-- Input records --
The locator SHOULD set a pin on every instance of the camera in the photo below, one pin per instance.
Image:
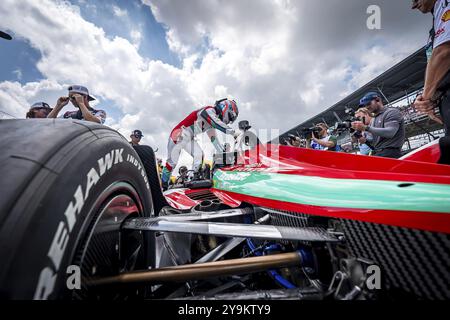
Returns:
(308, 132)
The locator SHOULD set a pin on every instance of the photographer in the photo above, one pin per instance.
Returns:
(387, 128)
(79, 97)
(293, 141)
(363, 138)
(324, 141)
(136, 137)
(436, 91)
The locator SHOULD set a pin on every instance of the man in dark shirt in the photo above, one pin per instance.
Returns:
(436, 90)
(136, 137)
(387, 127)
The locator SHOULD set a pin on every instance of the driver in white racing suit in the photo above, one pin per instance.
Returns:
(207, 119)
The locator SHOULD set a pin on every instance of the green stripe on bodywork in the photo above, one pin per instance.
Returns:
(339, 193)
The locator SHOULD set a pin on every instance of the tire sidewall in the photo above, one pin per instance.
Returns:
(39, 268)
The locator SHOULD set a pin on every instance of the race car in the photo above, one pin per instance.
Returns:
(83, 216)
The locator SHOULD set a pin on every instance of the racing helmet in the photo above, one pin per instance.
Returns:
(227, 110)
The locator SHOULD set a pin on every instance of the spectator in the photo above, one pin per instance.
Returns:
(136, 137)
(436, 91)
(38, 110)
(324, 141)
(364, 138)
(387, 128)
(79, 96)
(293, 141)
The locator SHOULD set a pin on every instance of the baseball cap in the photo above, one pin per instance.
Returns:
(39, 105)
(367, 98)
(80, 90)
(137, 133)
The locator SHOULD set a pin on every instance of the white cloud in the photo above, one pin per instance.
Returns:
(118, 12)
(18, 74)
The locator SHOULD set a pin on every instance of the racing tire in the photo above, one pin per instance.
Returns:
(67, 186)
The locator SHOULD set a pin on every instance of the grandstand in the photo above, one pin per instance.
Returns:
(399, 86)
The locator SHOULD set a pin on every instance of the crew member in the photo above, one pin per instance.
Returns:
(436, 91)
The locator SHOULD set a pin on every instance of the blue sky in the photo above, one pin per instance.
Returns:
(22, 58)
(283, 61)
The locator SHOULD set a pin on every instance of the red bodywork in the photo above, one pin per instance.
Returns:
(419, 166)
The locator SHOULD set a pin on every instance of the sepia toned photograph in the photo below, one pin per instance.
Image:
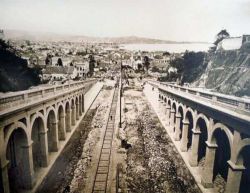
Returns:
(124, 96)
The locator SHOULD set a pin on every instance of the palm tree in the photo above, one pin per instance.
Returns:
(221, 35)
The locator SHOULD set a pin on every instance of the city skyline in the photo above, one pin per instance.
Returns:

-- What is expected --
Verbatim copy with pictures excluded: write out the records above in full.

-- Result of the exercise --
The locator SHOULD set a pin on every instance of the camera in the photo below, one pin per instance.
Image:
Returns:
(308, 132)
The locator SHOULD set a pin on every instance of the photographer in the photo above, one pin per instance.
Returns:
(387, 128)
(79, 97)
(293, 141)
(363, 138)
(324, 141)
(136, 137)
(436, 91)
The locator SHOULD set a pin on every instance of the man in dark shirt in the photo above, one pin per instance.
Returns:
(436, 90)
(136, 137)
(387, 127)
The locator SHOULD set a pin on every instance of the driver in white racing suit in the photo above, one pin per instance.
Returns:
(207, 119)
The locator SHOULD set a pin on every instance of the green stripe on bodywork in the photo above, one pin per instance.
Returns:
(339, 193)
The locator SHOULD set a pin on every instance of the tire sidewall in the photo above, one pin per instance.
Returns:
(39, 268)
The locator SHOULD set a pin on every instance of the race car in the photo above, one pin per instance.
Returns:
(83, 216)
The locator SHOULD set a pin on every instance of the racing helmet in the photo above, one pin per instance.
Returns:
(227, 110)
The locator SHOULD set a pin on every instance of the spectator in the photo above, one pin per instance.
Returns:
(136, 137)
(436, 91)
(38, 110)
(324, 141)
(364, 138)
(387, 128)
(79, 96)
(293, 141)
The locator SHOULD set a pin on every instance of the baseball cap in the photo above, one pin per instance.
Returns:
(39, 105)
(367, 98)
(80, 90)
(137, 133)
The locator SHOULD set a pin on every instance of the white cloud in the photo above, one pin per instance.
Returns:
(118, 12)
(18, 74)
The locator SHOULD set a pin on every instance of the racing tire in the photo above, one pin per instance.
Returns:
(67, 186)
The locator SHOULD set a pin on every instance of the grandstand in the photo above, one pin per instance.
Returns:
(399, 86)
The locator SHOULD set a pin on every instance of the crew member in the photo above, one pin per instance.
Returns:
(436, 91)
The locator SHOULD set a pin on every instance of the blue sky in the photo above, one pin per instance.
Returns:
(22, 58)
(283, 61)
The locator SHOULD set a pin on every instance of the red bodywork in the photo above, one pin per instance.
Returns:
(419, 166)
The locator SHOULD set a pin on every instance of the sepia toned photograph in the photo below, one pin per instance.
Image:
Returns:
(124, 96)
The locator SHOULD set a pin on every instance of the palm tree in the photo above, one pin per instance.
Returns:
(221, 35)
The locator SHOULD set a pin on every instance of the city skyline in the photo above, one pin per instance.
Returns:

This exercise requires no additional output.